Exercise brief: Each line from the one containing "Where can the man in grey" through the end of the data is to be written out exactly, and nothing more.

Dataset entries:
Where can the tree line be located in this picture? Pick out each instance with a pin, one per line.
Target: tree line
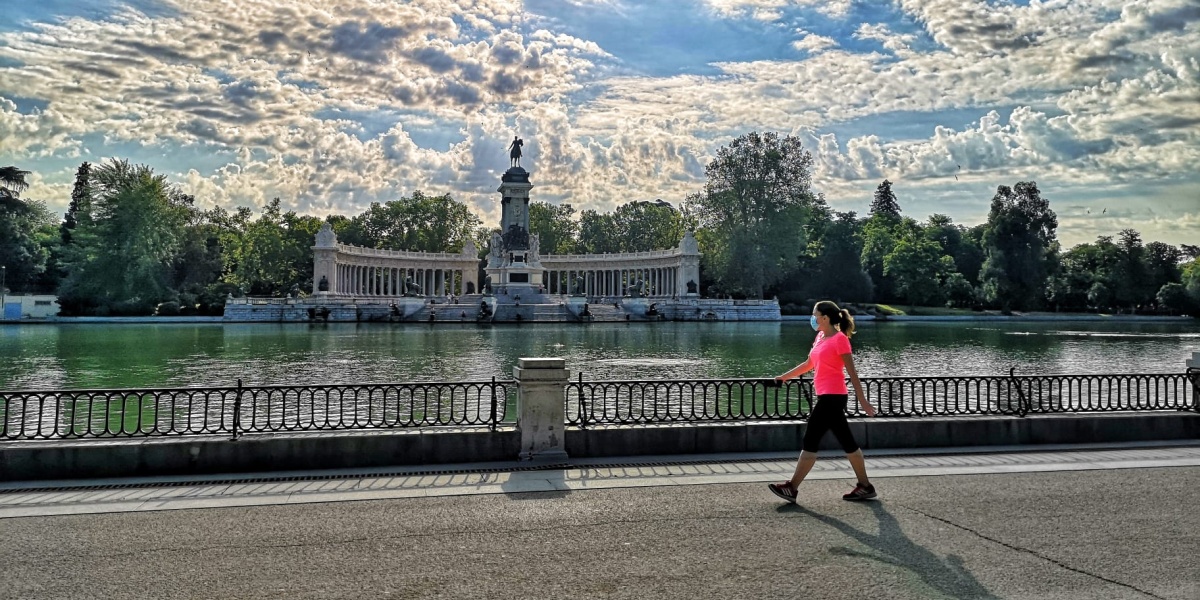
(133, 244)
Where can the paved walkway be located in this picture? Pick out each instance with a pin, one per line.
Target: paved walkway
(298, 487)
(1067, 522)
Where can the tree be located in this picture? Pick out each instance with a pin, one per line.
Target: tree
(273, 253)
(1019, 244)
(1175, 298)
(959, 243)
(555, 227)
(418, 223)
(885, 203)
(753, 211)
(918, 267)
(22, 253)
(645, 226)
(1162, 264)
(1129, 287)
(81, 201)
(837, 273)
(598, 233)
(121, 256)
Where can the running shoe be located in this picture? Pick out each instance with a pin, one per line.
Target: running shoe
(861, 492)
(784, 491)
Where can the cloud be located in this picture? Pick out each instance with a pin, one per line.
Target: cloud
(774, 10)
(331, 105)
(814, 43)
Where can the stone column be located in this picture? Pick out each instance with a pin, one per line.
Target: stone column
(540, 408)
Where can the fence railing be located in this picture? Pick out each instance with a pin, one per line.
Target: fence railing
(235, 411)
(627, 402)
(67, 414)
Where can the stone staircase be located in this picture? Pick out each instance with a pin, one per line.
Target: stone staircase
(607, 313)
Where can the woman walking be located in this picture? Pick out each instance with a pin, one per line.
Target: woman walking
(829, 355)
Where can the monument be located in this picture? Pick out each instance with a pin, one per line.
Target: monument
(514, 261)
(517, 281)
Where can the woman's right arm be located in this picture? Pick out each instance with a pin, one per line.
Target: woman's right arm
(803, 367)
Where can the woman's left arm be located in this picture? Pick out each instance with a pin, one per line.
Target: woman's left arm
(849, 361)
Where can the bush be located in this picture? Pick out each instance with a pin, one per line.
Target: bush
(131, 307)
(167, 310)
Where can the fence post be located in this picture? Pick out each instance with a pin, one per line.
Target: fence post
(237, 413)
(492, 420)
(541, 387)
(1194, 377)
(1020, 395)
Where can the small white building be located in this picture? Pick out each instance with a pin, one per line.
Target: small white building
(28, 306)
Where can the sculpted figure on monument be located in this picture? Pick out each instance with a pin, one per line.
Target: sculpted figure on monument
(637, 289)
(516, 238)
(325, 237)
(412, 288)
(515, 151)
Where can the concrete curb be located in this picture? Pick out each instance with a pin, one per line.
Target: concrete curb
(255, 453)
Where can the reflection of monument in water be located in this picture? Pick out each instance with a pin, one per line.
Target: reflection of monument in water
(520, 283)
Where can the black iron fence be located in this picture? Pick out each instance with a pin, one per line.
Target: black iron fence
(66, 414)
(627, 402)
(235, 411)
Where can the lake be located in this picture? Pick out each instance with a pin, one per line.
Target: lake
(143, 355)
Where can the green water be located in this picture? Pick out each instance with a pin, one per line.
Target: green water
(143, 355)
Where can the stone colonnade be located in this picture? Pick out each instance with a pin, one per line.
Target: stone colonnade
(345, 270)
(389, 281)
(663, 274)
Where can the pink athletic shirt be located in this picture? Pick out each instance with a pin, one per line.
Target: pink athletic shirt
(826, 357)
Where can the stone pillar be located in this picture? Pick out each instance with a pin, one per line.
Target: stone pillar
(541, 408)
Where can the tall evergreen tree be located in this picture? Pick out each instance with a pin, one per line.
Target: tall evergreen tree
(81, 199)
(1020, 244)
(885, 203)
(754, 210)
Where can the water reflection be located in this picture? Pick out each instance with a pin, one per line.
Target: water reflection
(93, 355)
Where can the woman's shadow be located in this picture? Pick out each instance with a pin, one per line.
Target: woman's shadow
(948, 576)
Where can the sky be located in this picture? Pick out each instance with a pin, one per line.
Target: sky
(331, 105)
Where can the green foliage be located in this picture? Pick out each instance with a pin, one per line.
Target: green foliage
(835, 271)
(1175, 298)
(918, 268)
(1020, 245)
(23, 252)
(555, 227)
(124, 251)
(270, 255)
(885, 204)
(754, 210)
(634, 227)
(418, 223)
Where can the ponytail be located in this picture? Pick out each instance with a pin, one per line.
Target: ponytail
(847, 323)
(840, 318)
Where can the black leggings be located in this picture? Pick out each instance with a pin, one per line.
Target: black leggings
(829, 414)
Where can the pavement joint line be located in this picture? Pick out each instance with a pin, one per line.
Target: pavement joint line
(1030, 552)
(598, 477)
(1005, 454)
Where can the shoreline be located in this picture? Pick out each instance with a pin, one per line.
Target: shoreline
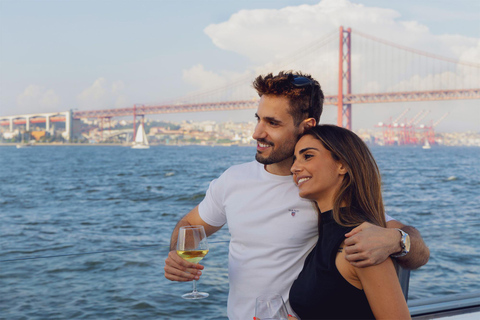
(14, 144)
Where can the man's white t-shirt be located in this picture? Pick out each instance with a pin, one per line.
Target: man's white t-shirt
(272, 231)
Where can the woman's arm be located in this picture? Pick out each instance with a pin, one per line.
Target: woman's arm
(383, 291)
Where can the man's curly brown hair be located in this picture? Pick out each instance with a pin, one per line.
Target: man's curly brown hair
(299, 97)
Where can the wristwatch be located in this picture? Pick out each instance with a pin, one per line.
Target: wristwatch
(404, 243)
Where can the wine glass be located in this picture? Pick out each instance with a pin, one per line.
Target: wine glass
(192, 246)
(270, 307)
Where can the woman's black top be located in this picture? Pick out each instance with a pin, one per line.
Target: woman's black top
(320, 291)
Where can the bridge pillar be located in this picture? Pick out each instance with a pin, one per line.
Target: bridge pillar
(27, 123)
(344, 59)
(68, 125)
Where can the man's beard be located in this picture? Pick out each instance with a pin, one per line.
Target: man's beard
(276, 156)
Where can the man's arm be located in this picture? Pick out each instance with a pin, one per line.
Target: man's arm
(176, 268)
(368, 245)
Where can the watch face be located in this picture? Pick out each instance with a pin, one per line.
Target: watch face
(407, 243)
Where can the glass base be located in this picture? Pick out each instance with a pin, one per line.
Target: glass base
(195, 295)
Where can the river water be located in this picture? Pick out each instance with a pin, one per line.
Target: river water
(85, 230)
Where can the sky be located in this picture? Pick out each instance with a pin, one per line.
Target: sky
(86, 55)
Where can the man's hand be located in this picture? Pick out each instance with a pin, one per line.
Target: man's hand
(369, 245)
(177, 269)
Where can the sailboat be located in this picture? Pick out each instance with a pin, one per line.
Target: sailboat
(141, 141)
(426, 145)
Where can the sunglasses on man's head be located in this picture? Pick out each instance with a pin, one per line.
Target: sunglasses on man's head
(299, 81)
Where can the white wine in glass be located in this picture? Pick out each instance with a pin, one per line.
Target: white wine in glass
(192, 246)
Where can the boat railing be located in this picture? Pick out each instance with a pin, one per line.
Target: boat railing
(447, 306)
(403, 277)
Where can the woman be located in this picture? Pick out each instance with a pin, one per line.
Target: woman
(334, 167)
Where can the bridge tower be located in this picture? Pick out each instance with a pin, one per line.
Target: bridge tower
(344, 76)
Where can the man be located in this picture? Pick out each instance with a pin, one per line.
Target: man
(272, 229)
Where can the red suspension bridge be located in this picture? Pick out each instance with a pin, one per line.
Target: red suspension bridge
(384, 72)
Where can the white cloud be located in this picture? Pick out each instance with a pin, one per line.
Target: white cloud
(226, 86)
(38, 99)
(102, 95)
(288, 39)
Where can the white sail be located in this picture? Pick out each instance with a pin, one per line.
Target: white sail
(426, 145)
(141, 141)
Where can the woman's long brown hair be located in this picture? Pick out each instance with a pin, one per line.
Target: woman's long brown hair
(360, 190)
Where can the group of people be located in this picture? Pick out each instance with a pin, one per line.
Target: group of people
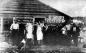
(30, 32)
(72, 31)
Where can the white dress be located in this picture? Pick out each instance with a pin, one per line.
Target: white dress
(29, 34)
(39, 33)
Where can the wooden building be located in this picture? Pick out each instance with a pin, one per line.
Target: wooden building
(32, 9)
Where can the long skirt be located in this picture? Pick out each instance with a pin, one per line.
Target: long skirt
(39, 35)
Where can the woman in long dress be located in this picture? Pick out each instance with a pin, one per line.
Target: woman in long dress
(39, 34)
(29, 34)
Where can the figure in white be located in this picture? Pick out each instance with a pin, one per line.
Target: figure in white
(29, 29)
(39, 33)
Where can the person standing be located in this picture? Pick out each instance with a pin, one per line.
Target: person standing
(39, 34)
(29, 34)
(14, 29)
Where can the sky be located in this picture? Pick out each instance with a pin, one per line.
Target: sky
(72, 8)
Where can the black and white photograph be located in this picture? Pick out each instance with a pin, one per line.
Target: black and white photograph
(42, 26)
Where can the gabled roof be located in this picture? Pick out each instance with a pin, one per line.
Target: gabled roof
(33, 7)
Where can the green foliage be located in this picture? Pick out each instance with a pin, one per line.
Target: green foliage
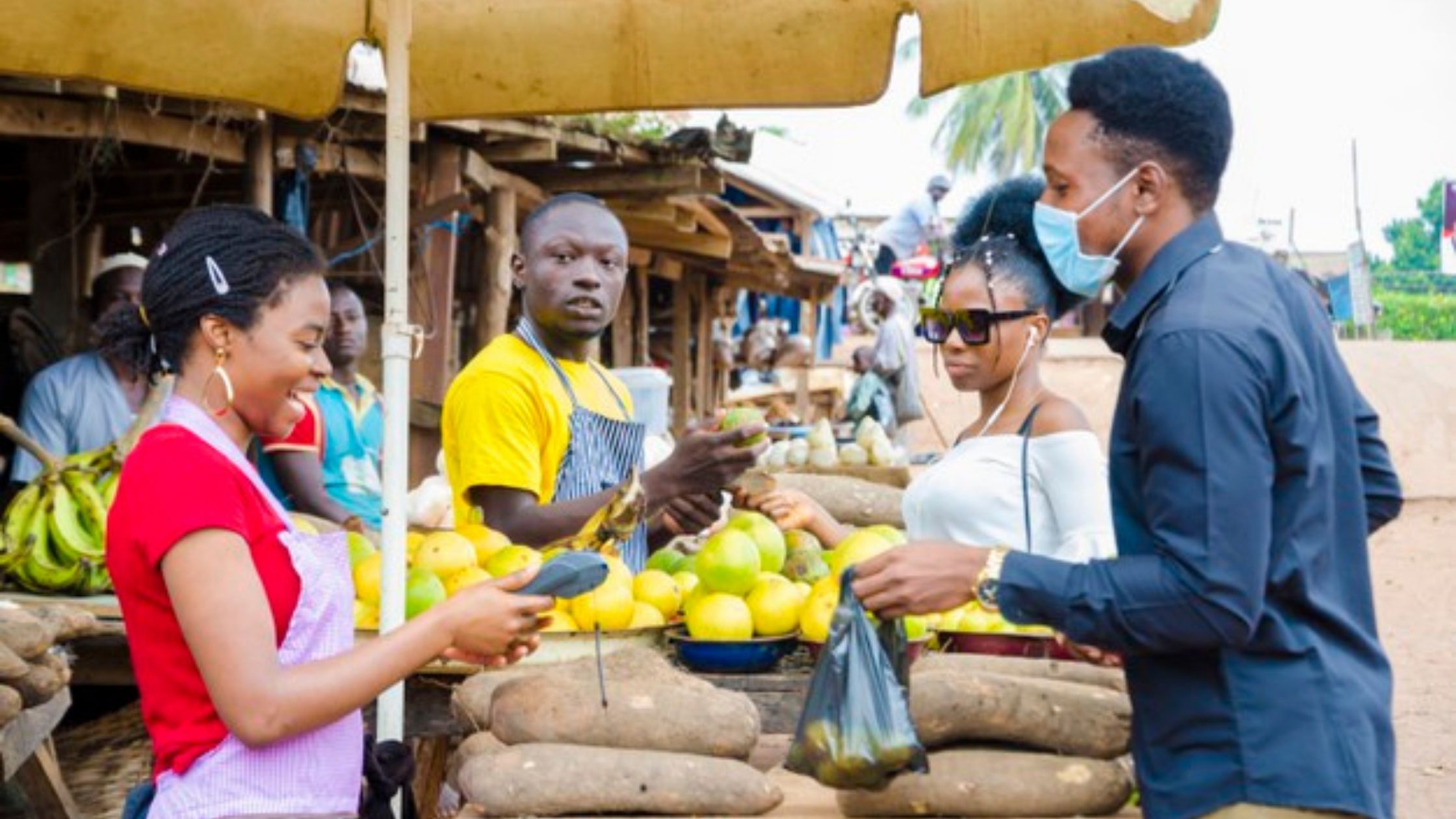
(999, 123)
(627, 125)
(1418, 317)
(1417, 283)
(1416, 241)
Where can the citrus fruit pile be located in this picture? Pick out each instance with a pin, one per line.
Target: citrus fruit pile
(440, 564)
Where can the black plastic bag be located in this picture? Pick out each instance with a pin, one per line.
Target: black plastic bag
(855, 731)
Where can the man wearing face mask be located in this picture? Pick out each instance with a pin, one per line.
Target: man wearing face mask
(1247, 473)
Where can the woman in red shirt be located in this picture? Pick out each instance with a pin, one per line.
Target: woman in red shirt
(240, 629)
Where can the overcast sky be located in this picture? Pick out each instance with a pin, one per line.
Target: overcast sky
(1305, 77)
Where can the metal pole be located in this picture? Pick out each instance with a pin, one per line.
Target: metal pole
(1355, 176)
(396, 337)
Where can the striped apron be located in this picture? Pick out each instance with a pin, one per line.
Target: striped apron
(312, 774)
(602, 452)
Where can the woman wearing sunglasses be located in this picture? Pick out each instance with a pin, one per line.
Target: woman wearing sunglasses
(1028, 471)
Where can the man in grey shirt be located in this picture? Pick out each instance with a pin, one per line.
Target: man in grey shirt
(85, 401)
(915, 225)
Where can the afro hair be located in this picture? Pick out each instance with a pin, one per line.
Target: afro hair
(996, 231)
(1154, 104)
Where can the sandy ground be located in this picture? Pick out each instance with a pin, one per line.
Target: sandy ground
(1414, 558)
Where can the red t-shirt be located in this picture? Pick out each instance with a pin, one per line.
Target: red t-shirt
(174, 484)
(306, 436)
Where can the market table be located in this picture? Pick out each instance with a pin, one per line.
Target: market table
(803, 799)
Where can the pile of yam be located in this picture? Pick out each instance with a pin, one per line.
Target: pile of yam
(664, 742)
(32, 668)
(1011, 738)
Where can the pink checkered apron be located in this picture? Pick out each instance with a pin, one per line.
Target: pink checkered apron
(317, 773)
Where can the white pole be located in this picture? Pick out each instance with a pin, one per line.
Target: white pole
(396, 339)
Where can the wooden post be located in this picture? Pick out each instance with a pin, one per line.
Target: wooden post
(495, 280)
(259, 166)
(644, 321)
(682, 366)
(623, 327)
(434, 299)
(53, 244)
(809, 326)
(705, 348)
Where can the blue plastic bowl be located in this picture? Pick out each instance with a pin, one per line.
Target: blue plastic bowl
(737, 656)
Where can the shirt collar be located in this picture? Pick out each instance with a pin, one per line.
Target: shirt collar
(366, 388)
(1196, 241)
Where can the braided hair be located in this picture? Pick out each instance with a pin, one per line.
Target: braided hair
(226, 261)
(996, 235)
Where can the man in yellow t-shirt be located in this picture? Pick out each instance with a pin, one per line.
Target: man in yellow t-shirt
(538, 436)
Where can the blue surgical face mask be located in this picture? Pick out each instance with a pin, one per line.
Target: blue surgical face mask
(1058, 232)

Exercise response:
Where can the man in grey shirt be located in this picture? Pick out each instance with a pin, one per line.
Target: man in grey shirt
(85, 401)
(915, 225)
Where can the afro hair be located in this picture? Pick out each instance with a pin, one per line.
Target: afro hair
(996, 231)
(1154, 104)
Where can the sandy ground be located in this picture? Pick out each instance with a pin, one per line.
Target: sandy ground
(1414, 558)
Where can the red t-shirt be located in this picture? Pick out each instance with a pin, one per line.
Target: red t-shirt
(174, 484)
(306, 436)
Where can the market table be located in this picture? Pick out each instance with a pin, one per line.
Target: market table
(803, 799)
Where can the pile of yam be located in this picture? Pick out each instance with a pin, one per line.
Target: pile of yam
(664, 742)
(32, 668)
(1011, 738)
Where can the pink checkered apron be located in this picture? Pick out each instance with a pin, one per line.
Target: pink checkered apron
(317, 773)
Where can the white pole be located in this picture? Pick out each instance with a pin, one per line.
Target: white pole
(396, 339)
Where can the wooden post be located in this picture? Pick out each instance with a pin, one per line.
Target: wooden post
(495, 280)
(259, 166)
(644, 321)
(682, 366)
(623, 327)
(434, 299)
(53, 244)
(809, 326)
(705, 348)
Where can the blue plastic bowl be located in this picture? Pick out each instance with a pin, one per line.
Target: blue plastic bowl
(737, 656)
Where can the shirt collar be located in this picture? Pick out each instance with a pin, one per line.
Target: shirt collar
(366, 388)
(1196, 241)
Where can the braided hair be located in this picture? Pick out each instance with a pin, one per line.
Target: braided hair
(226, 261)
(996, 235)
Where can the man in yellow t-shirt be located in this picture? Pick out each instance with a pin, one per line.
Target: man in yellow t-shirt
(538, 436)
Where can the blue surgical face mask be located in this picture? Pick out each instance with a pin, one per line.
Target: blue surgical face mask
(1058, 232)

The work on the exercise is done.